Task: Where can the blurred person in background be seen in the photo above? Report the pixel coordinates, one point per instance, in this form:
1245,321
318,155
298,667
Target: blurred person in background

══════

PROBLEM REQUIREMENTS:
Copy the records above line for line, with no changes.

EXERCISE ANSWER:
Task: Where can the blurred person in background be seen in the photo above? Report the pixel coordinates, one point per instance, in this form:
1245,321
318,155
298,667
Target: blurred person in background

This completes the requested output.